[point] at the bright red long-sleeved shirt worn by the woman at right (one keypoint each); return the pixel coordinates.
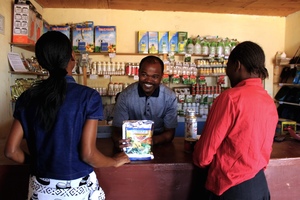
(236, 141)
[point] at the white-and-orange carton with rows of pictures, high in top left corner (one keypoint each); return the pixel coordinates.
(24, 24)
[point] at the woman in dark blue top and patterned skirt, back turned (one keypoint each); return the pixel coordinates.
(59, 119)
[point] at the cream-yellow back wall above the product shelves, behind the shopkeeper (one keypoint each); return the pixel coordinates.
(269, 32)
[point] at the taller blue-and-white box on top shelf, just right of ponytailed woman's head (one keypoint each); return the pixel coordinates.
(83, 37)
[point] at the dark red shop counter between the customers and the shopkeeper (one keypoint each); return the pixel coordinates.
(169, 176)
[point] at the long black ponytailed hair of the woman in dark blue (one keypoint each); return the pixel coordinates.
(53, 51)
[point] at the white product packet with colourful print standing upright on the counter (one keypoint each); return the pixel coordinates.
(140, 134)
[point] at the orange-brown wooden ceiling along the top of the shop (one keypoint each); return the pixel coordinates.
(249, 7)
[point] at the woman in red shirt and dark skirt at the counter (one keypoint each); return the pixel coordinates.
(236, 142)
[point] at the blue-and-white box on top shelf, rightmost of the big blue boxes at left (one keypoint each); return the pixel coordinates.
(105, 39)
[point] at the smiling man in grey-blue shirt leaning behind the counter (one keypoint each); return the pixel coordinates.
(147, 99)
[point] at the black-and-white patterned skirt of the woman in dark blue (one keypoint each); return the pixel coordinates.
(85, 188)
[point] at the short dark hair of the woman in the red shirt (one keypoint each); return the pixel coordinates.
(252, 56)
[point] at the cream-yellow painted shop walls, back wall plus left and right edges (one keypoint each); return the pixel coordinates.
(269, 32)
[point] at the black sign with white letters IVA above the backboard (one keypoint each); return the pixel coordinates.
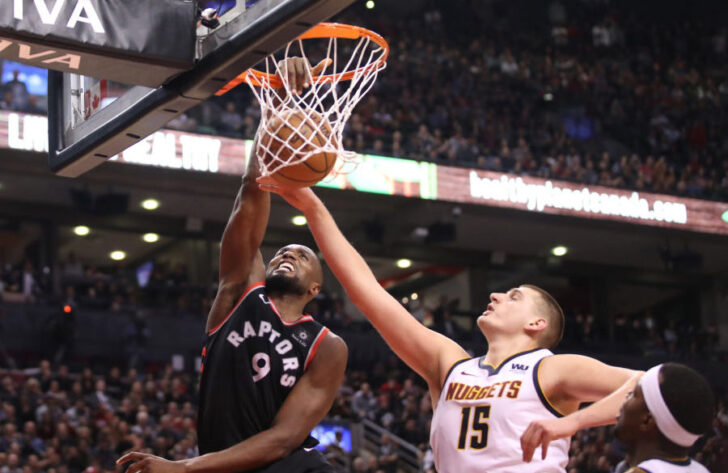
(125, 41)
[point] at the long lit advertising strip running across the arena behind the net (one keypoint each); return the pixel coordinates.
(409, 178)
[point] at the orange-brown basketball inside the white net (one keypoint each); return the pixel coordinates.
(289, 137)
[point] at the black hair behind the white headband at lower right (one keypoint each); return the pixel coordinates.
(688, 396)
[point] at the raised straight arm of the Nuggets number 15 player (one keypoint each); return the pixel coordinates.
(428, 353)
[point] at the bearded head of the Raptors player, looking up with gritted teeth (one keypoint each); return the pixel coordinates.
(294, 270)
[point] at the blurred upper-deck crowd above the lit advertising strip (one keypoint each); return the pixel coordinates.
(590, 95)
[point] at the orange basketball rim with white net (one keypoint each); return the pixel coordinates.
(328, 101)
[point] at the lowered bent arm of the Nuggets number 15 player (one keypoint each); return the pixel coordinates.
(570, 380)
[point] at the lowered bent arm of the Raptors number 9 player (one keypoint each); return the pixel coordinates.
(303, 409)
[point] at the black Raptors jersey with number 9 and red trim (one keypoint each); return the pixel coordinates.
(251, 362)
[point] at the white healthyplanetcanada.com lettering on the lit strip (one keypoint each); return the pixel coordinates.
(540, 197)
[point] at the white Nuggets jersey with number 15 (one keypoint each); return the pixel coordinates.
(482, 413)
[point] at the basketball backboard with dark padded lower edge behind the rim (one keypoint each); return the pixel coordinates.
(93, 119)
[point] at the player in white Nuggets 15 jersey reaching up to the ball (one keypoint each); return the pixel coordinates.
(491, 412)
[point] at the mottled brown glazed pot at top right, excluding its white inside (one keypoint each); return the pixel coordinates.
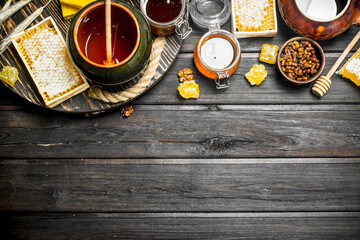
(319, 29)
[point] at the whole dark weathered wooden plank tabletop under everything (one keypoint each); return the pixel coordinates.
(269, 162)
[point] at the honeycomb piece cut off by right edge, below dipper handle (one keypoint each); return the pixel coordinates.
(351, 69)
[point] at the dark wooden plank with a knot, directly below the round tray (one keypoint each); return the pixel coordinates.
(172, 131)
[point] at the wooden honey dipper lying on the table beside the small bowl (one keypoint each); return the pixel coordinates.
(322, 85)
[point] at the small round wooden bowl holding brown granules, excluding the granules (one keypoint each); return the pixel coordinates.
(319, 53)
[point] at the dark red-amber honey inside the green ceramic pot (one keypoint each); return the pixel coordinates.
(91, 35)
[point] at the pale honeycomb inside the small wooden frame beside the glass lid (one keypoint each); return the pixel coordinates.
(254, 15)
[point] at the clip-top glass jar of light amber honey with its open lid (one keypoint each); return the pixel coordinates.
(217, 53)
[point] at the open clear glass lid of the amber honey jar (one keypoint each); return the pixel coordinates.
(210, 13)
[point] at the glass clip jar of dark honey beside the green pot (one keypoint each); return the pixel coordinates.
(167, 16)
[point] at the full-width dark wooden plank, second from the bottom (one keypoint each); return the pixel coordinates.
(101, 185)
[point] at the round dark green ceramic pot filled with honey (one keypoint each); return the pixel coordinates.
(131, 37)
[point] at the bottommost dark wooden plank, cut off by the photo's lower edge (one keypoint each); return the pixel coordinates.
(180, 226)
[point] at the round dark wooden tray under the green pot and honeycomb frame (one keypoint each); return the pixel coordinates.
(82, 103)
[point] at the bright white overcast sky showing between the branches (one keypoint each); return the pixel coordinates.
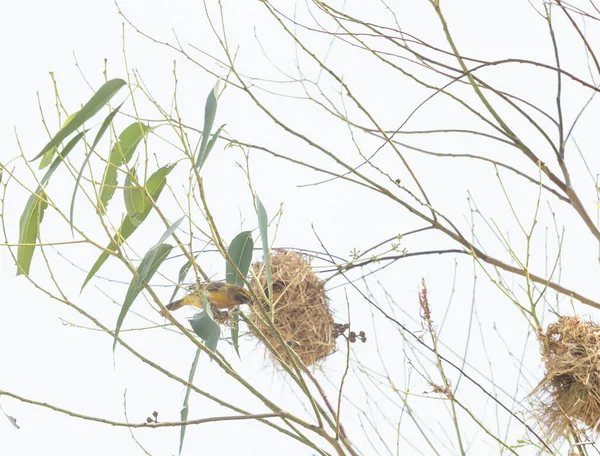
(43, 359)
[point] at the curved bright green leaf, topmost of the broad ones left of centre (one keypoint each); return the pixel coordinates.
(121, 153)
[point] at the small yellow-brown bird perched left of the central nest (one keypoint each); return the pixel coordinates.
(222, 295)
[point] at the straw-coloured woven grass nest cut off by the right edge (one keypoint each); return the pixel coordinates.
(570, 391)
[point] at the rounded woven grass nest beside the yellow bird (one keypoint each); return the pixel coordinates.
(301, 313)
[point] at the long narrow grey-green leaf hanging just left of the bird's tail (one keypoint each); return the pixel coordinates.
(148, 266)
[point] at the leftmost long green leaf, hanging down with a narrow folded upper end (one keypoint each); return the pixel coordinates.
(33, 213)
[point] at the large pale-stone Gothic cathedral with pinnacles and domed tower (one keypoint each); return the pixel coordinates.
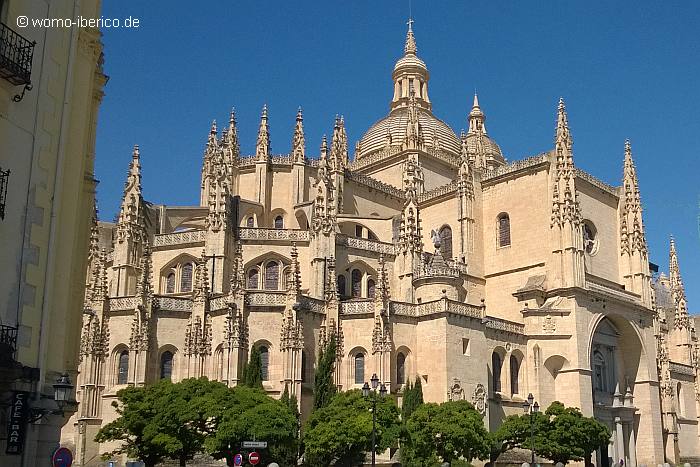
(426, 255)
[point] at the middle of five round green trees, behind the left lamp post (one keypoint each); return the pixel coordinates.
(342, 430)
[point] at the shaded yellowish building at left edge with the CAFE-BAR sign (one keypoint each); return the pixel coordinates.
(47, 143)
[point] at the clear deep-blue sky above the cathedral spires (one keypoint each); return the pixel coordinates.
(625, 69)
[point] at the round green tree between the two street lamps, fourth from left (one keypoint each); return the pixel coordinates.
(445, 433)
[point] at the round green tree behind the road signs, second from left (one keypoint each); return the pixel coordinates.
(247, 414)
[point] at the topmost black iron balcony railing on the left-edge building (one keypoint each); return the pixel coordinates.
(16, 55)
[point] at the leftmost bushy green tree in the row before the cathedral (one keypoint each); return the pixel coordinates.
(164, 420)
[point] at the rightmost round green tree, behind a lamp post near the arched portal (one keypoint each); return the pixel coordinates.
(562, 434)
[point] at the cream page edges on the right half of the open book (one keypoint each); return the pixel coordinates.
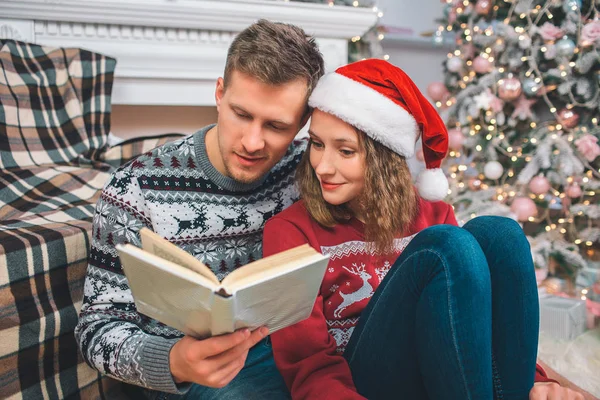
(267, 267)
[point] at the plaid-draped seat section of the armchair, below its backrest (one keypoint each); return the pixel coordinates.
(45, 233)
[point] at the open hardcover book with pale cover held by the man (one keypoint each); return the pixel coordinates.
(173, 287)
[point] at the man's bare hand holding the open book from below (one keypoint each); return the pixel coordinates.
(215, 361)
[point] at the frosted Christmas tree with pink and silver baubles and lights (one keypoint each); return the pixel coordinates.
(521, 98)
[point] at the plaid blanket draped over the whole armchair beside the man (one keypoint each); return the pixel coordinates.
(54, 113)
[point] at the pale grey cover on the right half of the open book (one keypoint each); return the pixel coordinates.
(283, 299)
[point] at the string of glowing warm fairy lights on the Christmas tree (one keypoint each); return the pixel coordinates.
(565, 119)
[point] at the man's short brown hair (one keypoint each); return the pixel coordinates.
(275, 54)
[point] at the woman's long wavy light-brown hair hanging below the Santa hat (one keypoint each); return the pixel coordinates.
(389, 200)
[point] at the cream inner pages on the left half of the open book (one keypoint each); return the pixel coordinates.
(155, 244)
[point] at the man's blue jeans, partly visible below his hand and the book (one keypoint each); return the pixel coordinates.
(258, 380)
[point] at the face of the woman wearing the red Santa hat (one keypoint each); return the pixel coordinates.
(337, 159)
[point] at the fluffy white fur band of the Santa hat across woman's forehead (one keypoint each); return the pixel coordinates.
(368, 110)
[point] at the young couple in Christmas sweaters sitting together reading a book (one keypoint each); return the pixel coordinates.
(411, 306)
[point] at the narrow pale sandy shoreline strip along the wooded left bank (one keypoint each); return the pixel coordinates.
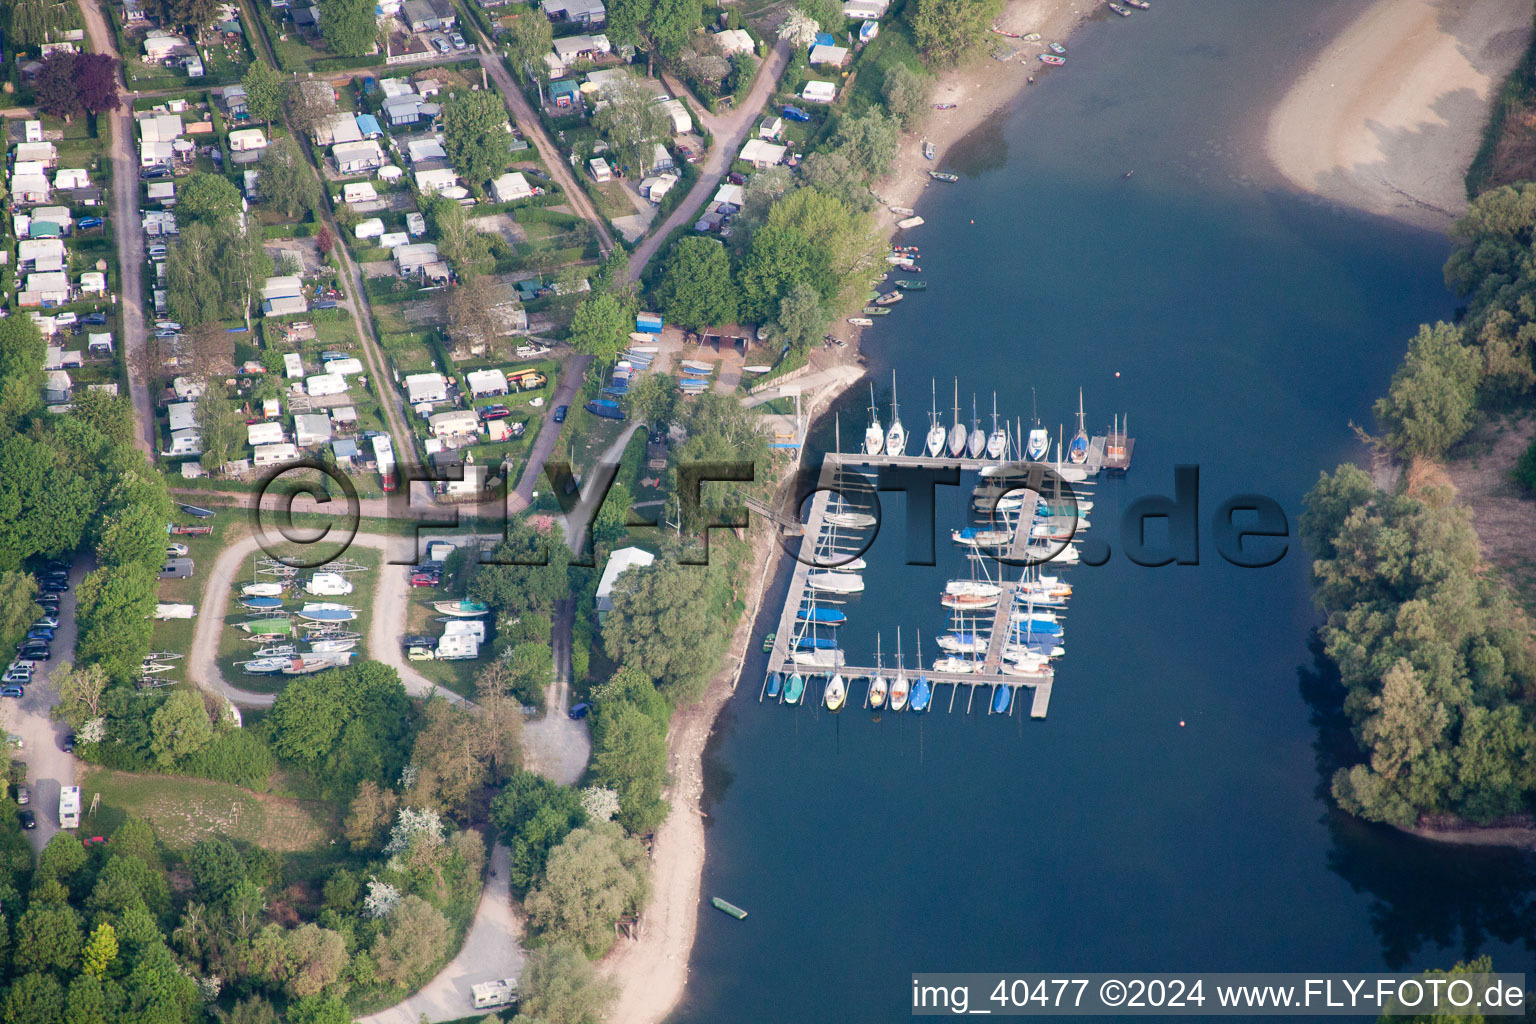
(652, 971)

------------------------------------------------

# Your task
Please transcribe, with no additions, the lines starting at the one that contains "[point] at the narrow" and running through the last line of the entries, inclusive. Leave the pictures out.

# Result of this task
[point] at the narrow pale sandy shoreline strip along the wooded left bank (one keypoint each); return the pixel coordinates.
(652, 971)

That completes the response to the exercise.